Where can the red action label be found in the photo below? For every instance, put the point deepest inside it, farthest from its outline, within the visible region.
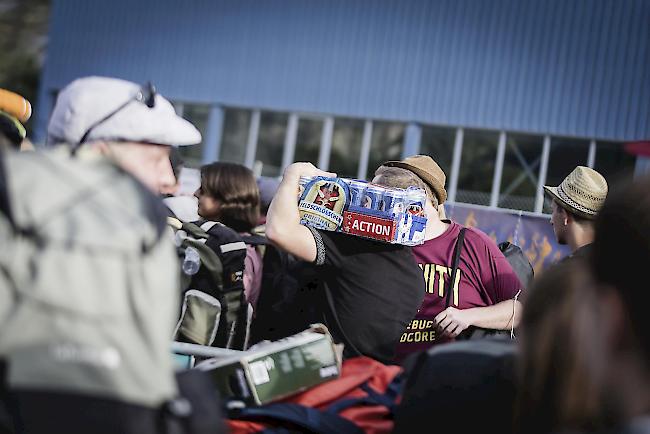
(368, 226)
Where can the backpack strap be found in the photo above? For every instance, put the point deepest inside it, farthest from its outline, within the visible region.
(308, 418)
(255, 239)
(454, 268)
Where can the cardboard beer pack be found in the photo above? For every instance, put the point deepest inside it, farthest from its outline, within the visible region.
(274, 370)
(360, 208)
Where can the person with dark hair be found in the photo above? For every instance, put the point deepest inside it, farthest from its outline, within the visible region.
(620, 260)
(576, 202)
(229, 194)
(585, 335)
(561, 361)
(374, 288)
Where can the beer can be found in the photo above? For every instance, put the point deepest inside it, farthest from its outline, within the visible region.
(304, 180)
(393, 201)
(357, 190)
(415, 200)
(372, 197)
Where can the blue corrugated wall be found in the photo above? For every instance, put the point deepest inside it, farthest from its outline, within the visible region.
(562, 67)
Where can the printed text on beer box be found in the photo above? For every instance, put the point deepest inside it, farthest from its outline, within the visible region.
(368, 226)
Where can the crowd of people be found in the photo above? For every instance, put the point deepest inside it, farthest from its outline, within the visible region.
(91, 281)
━━━━━━━━
TASK DIRECTIONS:
Write out the whole listing again, exactly, with no pictures.

RESPONSE:
Where can the red action label be found in the photo below? For every instance, put the point deepest inside it, farthest from its outline, within the visible region.
(368, 226)
Where can the backpack strap be found in the photo above? For every instance, put the point deepest inside it, farthest from its outline, within the visible region.
(308, 418)
(255, 239)
(454, 268)
Where can the cardboard beer pack be found in the photo above? For every instance, put the point deepest inside it, farthest from its outline, within the visible region.
(274, 370)
(360, 208)
Where can the person with dark hair be found in the photo above? For every instance, put the point deepest inside it, farthest from its outline, within the visible region.
(620, 260)
(576, 202)
(229, 194)
(585, 335)
(561, 361)
(374, 288)
Where can the beer can be found in the photo above? For every instance, put the point deepest inside it, farthest from its outline, within the visible region.
(304, 180)
(393, 201)
(357, 190)
(415, 200)
(372, 197)
Where can the blue corrugated wall be found in the photo above? For every instance, put the point deepest inside it, farthest from its outline, within the visible region.
(562, 67)
Where can the printed text on beer box be found in the photo above? For every instance, put the point deepest inside it, farthest from its outline, within the visible region.
(368, 226)
Where can the crowd of people be found in the photo above? For every instance, put the point deepest inside it, farthest from its outline, within the visible region.
(91, 281)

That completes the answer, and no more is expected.